■ TASK DESCRIPTION:
Copy the material below word for word, starting at the line that contains "Note: spot the olive" and continuing through the final line of the material.
◇ ◇ ◇ ◇ ◇ ◇ ◇
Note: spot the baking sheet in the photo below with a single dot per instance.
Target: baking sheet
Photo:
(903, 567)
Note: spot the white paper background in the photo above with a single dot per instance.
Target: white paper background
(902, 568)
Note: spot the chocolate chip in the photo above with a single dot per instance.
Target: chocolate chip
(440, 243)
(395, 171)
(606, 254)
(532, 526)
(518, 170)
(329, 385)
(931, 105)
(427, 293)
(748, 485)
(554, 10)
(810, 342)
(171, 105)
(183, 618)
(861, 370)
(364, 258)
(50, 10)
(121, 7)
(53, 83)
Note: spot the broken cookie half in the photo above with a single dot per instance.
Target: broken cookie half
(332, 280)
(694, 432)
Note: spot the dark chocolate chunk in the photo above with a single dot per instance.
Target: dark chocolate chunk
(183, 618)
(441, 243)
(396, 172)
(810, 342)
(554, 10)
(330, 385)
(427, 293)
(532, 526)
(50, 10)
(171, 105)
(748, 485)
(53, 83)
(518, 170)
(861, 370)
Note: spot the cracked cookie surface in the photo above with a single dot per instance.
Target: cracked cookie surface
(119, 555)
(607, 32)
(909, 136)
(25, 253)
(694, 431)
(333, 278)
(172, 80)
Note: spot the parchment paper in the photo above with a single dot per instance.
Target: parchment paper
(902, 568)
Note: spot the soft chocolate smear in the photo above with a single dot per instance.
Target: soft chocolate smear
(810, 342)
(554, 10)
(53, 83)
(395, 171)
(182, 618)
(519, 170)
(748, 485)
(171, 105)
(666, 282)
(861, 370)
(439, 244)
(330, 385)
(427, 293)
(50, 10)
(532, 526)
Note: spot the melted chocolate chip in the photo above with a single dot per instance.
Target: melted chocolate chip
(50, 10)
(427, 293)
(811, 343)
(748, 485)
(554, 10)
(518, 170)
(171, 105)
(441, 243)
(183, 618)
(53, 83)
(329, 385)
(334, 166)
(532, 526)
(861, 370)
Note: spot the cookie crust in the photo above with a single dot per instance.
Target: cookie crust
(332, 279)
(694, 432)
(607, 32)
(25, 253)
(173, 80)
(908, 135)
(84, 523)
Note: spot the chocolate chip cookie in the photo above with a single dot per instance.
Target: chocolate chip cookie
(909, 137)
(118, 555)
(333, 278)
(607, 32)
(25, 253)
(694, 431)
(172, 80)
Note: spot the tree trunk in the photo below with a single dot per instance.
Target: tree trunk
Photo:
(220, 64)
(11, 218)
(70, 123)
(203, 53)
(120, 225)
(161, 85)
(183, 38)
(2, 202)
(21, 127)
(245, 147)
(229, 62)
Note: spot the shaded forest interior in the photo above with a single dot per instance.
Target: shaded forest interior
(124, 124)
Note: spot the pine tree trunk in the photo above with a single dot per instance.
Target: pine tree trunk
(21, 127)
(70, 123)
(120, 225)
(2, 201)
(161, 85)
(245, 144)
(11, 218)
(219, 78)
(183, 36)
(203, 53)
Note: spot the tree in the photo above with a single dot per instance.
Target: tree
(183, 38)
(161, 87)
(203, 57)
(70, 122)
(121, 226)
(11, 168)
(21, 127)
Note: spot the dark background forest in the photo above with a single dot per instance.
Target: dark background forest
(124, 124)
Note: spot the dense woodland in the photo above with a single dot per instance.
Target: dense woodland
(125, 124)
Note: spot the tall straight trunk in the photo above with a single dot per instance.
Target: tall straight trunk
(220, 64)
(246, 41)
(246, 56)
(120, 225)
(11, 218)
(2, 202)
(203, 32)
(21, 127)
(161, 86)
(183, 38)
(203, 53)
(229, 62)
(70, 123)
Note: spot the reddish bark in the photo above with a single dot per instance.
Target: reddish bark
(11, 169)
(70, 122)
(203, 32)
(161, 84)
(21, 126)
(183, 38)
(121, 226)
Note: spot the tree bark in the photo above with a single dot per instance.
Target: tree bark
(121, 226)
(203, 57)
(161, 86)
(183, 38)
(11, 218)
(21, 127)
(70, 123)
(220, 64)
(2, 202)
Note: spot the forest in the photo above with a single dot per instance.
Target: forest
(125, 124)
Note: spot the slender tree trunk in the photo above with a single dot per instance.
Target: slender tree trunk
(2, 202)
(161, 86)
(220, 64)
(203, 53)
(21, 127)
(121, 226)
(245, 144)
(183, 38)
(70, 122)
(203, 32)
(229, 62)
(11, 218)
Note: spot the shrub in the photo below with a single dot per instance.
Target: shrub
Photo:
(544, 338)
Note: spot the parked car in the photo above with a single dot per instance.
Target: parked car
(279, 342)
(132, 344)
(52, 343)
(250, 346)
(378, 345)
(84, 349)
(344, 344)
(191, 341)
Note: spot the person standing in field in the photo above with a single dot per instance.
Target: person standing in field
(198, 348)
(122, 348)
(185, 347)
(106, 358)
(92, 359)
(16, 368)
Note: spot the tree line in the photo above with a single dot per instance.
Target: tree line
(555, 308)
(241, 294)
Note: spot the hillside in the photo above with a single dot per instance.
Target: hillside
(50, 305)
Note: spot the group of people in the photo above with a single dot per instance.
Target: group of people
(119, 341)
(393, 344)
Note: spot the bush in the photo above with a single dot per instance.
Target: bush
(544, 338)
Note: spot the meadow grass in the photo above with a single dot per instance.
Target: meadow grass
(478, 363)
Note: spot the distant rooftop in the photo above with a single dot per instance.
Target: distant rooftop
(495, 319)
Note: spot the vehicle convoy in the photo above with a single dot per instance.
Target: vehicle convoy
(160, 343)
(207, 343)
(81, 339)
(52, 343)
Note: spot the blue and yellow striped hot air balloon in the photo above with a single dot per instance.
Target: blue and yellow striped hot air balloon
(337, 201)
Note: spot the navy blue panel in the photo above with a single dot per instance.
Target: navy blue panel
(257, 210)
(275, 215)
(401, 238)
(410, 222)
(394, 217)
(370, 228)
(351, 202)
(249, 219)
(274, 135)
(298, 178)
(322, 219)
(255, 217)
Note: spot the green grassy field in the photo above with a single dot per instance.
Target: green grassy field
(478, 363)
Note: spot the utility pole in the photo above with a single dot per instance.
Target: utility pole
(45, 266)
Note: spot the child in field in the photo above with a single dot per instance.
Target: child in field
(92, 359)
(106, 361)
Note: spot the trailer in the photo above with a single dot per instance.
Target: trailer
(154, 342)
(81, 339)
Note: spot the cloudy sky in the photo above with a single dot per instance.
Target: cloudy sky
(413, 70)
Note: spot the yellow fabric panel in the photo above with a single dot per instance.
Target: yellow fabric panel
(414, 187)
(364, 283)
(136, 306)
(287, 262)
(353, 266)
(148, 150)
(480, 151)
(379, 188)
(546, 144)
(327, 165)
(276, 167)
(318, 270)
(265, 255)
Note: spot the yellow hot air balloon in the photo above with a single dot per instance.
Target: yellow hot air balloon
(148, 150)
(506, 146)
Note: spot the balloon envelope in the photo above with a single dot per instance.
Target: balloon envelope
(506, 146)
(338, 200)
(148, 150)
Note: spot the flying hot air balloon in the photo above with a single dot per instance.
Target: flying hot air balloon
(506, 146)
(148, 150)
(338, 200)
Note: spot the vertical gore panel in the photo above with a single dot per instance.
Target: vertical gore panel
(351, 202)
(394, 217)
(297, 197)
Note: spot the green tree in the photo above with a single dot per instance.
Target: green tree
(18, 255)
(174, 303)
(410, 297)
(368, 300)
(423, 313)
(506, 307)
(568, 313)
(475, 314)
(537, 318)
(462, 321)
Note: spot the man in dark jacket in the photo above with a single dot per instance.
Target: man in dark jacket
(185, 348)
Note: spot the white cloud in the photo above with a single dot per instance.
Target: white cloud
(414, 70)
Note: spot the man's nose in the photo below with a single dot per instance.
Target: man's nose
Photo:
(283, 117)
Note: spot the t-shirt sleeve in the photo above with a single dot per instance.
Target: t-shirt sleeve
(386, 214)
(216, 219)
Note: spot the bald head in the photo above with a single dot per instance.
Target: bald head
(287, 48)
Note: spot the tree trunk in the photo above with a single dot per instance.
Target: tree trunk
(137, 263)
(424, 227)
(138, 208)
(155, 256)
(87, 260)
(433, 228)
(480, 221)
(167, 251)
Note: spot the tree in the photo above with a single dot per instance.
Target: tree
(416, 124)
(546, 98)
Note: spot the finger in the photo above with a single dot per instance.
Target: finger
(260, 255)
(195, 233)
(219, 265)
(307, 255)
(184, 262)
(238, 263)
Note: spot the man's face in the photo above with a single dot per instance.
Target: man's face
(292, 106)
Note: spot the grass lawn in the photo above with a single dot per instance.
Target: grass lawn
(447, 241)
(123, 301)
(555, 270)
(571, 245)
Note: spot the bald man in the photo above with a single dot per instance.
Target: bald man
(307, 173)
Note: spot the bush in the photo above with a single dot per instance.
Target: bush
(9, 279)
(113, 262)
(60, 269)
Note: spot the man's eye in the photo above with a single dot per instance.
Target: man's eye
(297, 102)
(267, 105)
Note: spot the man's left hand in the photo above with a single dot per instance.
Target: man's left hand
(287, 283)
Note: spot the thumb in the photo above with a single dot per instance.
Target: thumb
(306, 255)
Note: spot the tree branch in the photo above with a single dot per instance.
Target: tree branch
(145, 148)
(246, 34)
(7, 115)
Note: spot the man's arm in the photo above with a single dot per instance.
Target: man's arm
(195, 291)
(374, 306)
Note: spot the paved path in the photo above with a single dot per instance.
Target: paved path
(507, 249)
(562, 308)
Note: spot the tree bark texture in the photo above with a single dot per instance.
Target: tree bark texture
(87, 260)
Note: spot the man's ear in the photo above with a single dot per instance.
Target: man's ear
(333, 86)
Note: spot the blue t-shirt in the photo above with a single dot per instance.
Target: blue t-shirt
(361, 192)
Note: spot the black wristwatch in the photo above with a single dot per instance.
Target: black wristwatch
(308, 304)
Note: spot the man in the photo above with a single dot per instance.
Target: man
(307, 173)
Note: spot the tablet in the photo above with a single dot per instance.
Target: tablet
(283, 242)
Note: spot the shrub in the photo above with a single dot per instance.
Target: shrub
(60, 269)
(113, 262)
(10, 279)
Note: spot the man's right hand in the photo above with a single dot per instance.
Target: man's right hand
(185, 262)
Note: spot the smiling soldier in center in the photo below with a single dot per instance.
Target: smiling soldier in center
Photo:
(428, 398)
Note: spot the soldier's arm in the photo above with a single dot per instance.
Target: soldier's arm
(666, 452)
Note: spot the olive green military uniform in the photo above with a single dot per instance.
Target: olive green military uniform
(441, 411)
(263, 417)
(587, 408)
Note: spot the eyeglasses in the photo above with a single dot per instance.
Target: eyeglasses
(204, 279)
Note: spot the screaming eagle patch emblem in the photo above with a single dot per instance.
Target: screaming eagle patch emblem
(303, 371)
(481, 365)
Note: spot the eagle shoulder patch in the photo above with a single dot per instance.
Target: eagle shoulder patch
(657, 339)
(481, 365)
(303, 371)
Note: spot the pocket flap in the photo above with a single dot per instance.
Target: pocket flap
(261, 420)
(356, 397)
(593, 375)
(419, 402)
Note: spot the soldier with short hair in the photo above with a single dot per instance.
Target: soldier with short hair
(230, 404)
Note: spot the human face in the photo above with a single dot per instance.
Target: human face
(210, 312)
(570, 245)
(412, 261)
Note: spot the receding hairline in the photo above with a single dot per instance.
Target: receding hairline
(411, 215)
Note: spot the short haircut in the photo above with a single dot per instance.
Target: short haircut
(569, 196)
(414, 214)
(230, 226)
◇ ◇ ◇ ◇ ◇ ◇ ◇
■ OUTPUT FOR THIS TASK:
Note: spot the olive green military uniform in the photo above with a single dot per instance.
Target: olive green military uniform
(441, 411)
(263, 417)
(587, 408)
Note: spot the eyeglasses in the photo above with a single dot per instance.
Target: eyeglasses
(204, 279)
Note: spot the screaming eagle patch emblem in the photo above with a single dot per instance.
Target: screaming eagle patch emblem
(303, 371)
(481, 365)
Note: spot the eagle shoulder patch in the photo above with a single dot per instance.
Target: eagle shoulder patch
(657, 339)
(481, 365)
(303, 371)
Note: spot the pocket flap in the photo above with a single dot per instance.
Target: pocket flap
(261, 420)
(356, 397)
(593, 375)
(419, 402)
Note: spot the soldier with short hair in the photo above with a single dot per instance.
Target: soldier with short hair
(230, 404)
Note: spot the human face in the photo above with a single dot per instance.
Target: human face
(210, 312)
(570, 245)
(412, 261)
Note: spot the receding hairline in the photo above with a single dot per instance.
Target: receding hairline
(411, 215)
Note: spot the short haircut in the photo above with a single dot per instance.
Target: short haircut
(569, 196)
(414, 214)
(230, 226)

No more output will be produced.